Millennial mothers often balance careers, kids, and social media pressures, unlike previous generations. Photo / 123rf
Millennial mothers often balance careers, kids, and social media pressures, unlike previous generations. Photo / 123rf

The millennial mother midlife crisis

Lately, some millennial mothers – particularly those who are middle- to upper-middle class – are finding themselves at a crisis point. While many Gen X mums confronted the middle of their lives as children were leaving for college, millennial mums are doing so with much younger children, many more years of mothering ahead of them. Some are struggling to reconcile the vision they had of motherhood with a harsher reality they didn’t feel totally prepared for.

Call it the millennial mother midlife crisis, or MMMC. The hallmark of an MMMC isn’t going off the grid, à la Rachel Fleishman, the strung-out mother in the novel (and hit streaming TV series) Fleishman Is in Trouble, or meeting up with other mums to release primal screams.

After all, rage and angst are out, and wellness, equanimity and mental health are in. For lots of mums, the MMMC is about maintaining a chipper facade, the appearance of having it together while quietly imploding. If the MMMC had a mascot, it would be a swan, an animal gliding easily on the surface while paddling furiously beneath the water.

Dr Jean M. Twenge, the author of Generations: The Real Differences Between Gen Z, Millennials, Gen X, Boomers and Silents – and What They Mean for America’s Future, said there was more of a bait-and-switch for millennial mothers than for Gen X mothers.

ACTIVITY LIST:
1 - Update the passage about the millennial mother midlife crisis by writing out the section starting at "Lately, some millennial" and ending at "release primal screams.", with "mums" changed to "moms".
2 - Answer these questions from the passage about the millennial mother midlife crisis.
(a) What abbreviation does the passage use for the millennial mother midlife crisis?
(b) Which animal does the passage name as the crisis's mascot?
(c) According to Dr Jean M. Twenge, which group of mothers faced more of a bait-and-switch?
The items are not needed for this exercise.

RECORDED DATA:

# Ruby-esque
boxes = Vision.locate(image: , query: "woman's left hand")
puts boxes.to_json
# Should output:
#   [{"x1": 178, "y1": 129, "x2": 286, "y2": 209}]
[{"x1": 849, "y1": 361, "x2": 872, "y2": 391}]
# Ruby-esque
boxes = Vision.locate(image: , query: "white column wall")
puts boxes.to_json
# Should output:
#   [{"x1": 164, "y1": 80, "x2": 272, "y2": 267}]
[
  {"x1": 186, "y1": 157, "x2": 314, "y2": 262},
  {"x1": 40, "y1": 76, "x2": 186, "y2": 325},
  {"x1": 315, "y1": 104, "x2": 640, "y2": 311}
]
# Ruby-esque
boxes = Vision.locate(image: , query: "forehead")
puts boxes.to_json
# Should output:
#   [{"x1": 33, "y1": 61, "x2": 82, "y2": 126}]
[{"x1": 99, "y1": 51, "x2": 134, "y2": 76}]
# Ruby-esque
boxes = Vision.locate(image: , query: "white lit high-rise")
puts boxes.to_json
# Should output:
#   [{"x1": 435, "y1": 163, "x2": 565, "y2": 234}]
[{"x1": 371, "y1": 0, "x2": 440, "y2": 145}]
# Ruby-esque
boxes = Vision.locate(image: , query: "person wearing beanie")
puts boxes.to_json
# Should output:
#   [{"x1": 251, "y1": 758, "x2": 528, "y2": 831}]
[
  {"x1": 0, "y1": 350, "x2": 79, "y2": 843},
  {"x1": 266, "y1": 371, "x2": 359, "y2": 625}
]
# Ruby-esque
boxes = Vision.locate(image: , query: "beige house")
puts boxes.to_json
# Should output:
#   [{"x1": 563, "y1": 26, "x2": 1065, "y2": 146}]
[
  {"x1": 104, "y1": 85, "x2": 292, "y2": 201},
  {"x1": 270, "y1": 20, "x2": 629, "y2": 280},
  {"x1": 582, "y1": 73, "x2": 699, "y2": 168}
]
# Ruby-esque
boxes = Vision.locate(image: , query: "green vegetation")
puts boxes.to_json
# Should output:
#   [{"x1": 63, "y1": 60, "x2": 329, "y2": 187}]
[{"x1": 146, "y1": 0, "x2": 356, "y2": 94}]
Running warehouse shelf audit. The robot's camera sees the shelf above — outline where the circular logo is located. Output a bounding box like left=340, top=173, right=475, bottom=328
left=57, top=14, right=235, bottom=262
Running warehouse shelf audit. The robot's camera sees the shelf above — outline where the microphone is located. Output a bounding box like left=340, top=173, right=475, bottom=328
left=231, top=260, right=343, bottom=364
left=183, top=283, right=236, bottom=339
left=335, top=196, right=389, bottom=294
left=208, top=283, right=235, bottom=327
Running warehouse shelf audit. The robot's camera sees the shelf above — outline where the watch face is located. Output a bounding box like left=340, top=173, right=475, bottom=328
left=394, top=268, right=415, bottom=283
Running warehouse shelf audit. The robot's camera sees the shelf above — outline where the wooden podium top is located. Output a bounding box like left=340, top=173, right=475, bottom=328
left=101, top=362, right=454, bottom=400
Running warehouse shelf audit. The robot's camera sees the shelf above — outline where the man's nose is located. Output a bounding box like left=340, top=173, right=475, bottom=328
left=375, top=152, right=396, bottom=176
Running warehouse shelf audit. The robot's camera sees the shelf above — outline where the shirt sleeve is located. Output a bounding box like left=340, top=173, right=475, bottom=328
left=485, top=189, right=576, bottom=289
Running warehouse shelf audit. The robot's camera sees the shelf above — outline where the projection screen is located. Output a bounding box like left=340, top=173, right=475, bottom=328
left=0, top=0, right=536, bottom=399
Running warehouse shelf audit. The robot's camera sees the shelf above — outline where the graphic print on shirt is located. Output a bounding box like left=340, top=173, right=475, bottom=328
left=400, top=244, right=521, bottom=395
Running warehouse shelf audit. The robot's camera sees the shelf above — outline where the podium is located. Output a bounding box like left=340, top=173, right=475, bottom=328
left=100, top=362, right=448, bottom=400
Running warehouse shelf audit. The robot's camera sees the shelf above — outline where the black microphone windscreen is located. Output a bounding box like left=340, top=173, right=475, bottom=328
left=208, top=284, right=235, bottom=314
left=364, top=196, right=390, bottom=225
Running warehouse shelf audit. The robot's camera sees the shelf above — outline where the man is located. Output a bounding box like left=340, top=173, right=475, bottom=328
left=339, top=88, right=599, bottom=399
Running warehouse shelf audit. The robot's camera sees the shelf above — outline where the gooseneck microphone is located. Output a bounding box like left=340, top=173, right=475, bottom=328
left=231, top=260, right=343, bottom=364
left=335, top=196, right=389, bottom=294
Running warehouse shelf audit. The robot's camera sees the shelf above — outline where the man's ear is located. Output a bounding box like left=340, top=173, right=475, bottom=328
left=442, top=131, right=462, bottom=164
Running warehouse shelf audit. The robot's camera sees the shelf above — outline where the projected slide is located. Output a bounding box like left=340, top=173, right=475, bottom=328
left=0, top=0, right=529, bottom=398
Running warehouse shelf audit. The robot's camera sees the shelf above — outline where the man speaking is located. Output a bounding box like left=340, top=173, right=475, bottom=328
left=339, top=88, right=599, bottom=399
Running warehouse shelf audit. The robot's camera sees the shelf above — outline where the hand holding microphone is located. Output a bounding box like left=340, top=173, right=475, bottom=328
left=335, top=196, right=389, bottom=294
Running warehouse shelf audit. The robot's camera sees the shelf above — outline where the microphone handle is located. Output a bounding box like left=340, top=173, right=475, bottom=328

RESPONSES BY TASK:
1 -
Lately, some millennial mothers – particularly those who are middle- to upper-middle class – are finding themselves at a crisis point. While many Gen X moms confronted the middle of their lives as children were leaving for college, millennial moms are doing so with much younger children, many more years of mothering ahead of them. Some are struggling to reconcile the vision they had of motherhood with a harsher reality they didn’t feel totally prepared for.

Call it the millennial mother midlife crisis, or MMMC. The hallmark of an MMMC isn’t going off the grid, à la Rachel Fleishman, the strung-out mother in the novel (and hit streaming TV series) Fleishman Is in Trouble, or meeting up with other moms to release primal screams.

2 -
(a) MMMC
(b) A swan
(c) Millennial mothers, compared with Gen X mothers